Task description -
Please copy every one of the rows below word for word, without the pictures.

Materials provided -
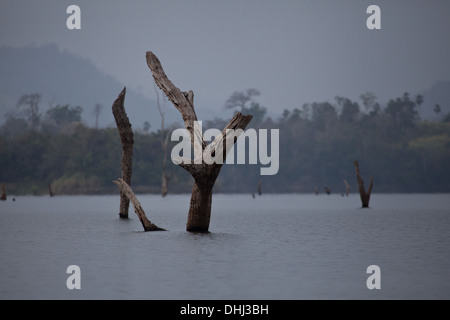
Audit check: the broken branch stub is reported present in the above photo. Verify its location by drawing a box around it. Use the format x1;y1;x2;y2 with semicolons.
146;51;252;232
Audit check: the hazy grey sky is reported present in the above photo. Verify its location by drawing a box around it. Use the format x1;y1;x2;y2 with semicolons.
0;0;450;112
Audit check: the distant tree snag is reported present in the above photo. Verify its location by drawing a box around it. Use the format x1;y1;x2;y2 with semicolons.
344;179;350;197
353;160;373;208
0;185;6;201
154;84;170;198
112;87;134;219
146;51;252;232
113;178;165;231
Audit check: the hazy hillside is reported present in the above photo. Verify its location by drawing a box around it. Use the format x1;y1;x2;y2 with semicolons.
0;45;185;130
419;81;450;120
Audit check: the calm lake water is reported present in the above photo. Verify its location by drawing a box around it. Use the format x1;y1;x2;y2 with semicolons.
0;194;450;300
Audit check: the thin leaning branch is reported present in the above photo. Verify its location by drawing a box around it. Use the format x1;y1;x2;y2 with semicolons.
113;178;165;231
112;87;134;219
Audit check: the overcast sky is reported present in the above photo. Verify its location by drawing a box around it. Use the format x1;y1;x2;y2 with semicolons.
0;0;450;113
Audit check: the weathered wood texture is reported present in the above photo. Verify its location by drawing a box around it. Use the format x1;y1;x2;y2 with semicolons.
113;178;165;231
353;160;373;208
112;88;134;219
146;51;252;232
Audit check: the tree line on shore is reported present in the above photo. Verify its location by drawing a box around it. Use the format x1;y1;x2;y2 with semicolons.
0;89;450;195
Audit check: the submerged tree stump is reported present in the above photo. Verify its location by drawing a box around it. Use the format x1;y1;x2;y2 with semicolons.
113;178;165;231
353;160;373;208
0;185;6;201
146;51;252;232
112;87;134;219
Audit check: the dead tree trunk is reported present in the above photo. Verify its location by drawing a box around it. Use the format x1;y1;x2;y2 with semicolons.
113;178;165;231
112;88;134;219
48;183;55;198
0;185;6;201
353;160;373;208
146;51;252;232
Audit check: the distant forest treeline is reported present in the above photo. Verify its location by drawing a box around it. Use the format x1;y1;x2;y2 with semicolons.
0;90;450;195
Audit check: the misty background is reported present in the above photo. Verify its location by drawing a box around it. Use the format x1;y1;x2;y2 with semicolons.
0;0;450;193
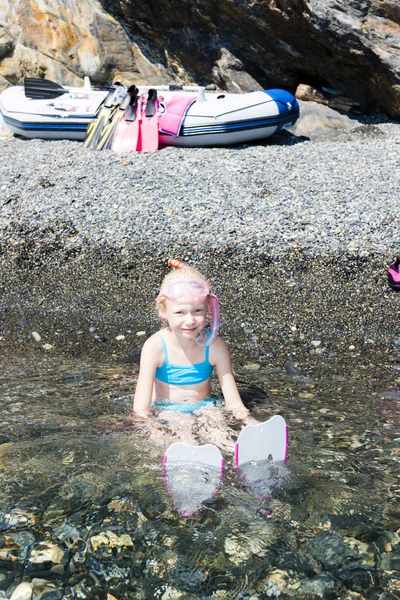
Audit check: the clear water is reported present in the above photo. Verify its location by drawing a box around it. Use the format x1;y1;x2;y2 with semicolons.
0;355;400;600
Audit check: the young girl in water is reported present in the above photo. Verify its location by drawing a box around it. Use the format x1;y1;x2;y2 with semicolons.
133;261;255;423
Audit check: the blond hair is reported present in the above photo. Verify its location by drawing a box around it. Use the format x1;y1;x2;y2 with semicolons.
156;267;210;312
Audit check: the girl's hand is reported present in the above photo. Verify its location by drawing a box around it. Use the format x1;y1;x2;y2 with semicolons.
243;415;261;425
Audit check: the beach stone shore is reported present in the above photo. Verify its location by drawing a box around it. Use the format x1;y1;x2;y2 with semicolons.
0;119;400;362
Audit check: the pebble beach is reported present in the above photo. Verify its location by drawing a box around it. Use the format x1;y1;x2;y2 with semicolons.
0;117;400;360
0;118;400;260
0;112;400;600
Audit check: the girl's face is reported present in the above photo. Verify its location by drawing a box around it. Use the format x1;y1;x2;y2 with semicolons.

Exercise result -
Audit check: the broken branch stub is reported present in the above photo. Verify its location by drawing a box around it. Use the format x1;y1;x2;y2 with semicolons.
146;51;252;232
Audit check: the hazy grey sky is reported present in the above photo. Verify its location by drawing a box around it. Use the format x1;y1;x2;y2 with semicolons.
0;0;450;112
Audit check: the distant tree snag is reported present in the above photo. Verify its location by drawing a box around it. Use the format x1;y1;x2;y2 with semicolons.
344;179;350;197
353;160;373;208
0;185;6;201
154;84;170;198
112;87;134;219
146;51;252;232
113;178;165;231
Audit check: the hazy hillside is reported present in the above photo. Verify its location by drawing a box around it. Use the format x1;y1;x2;y2 with semicolons.
0;45;185;130
419;81;450;120
Audit check: the calm lake water is reported present in the above photo. Verify its location by drawing a box around it. Use the format x1;y1;x2;y2 with semicolons.
0;194;450;300
Audit check: the thin leaning branch is reported present in the above photo. Verify its location by drawing a box around it. Use the format x1;y1;x2;y2 with semicolons.
113;178;165;231
112;87;134;219
Audit check: the overcast sky is reported present in the above photo. Verify its location by drawing a box around it. Use the format x1;y1;x2;y2 with semicolons.
0;0;450;113
Audit check: the weathered wood texture is reported present in the above photo. Verify its location by drawing a box around it. Use the format x1;y1;x2;y2 with semicolons.
113;178;165;231
353;160;373;208
112;88;134;219
146;51;252;232
Audit check: the tree line on shore is reported present in the above photo. Verify its location by drawing a box around it. Use the format x1;y1;x2;y2 with semicolons.
0;89;450;195
Audit check: the submerged tree stump is reported present in the above photo. Verify its location by drawing a box around it. Use the format x1;y1;x2;y2 with semicolons.
113;178;165;231
353;160;373;208
0;185;6;201
146;51;252;232
112;87;134;219
Audit check: the dead tree trunk is reported present in the above photo. Verify its location by drawing a box around it. Use the format x1;y1;x2;y2 with semicolons.
113;178;165;231
112;88;134;219
48;183;55;198
0;185;6;201
353;160;373;208
146;51;252;232
Audit check: the distant forest treeline is reported present in the above photo. Verify its location by drawing a box around it. Use the format x1;y1;x2;y2 with semicolons.
0;90;450;195
Audit check: the misty background is reported present in the above photo. Verify its location by drawing a box around it. Use the format x1;y1;x2;y2 with semicolons.
0;0;450;193
Audit check: the clear water is reported present in the above photo. Verify its location by drawing a box around it. Use the format x1;y1;x2;y2 with semicolons.
0;355;400;600
Audit check: the young girl in water is reported present in the above photo. Verify its location by drawing a box around it. Use the format x1;y1;x2;y2 with semicolons.
133;261;255;423
Audit check: the blond hair is reported present in the above photo. Verify its location by drawing a box around it. Use the format x1;y1;x2;y2 with semicolons.
156;267;210;312
Audit check: the girl's hand is reported present in the above photo. Verify its location by drawing a box around it. Use the format x1;y1;x2;y2 with semicolons.
243;415;261;425
Audit check: the beach stone shore is reported present in the above photo. Verify its location by drawing a box around it. Use the format x1;y1;x2;y2 with semicolons.
0;119;400;362
Audit check: the pebble beach is reported present in the above photo. Verify its location by drawing a box around it. Use the format x1;y1;x2;y2 with semicolons.
0;117;400;360
0;118;400;260
0;112;400;600
Audit check: the girl's face is reported present in the above photo. Verify its location by drawing a box around it. Use the format x1;y1;x2;y2 with semicolons.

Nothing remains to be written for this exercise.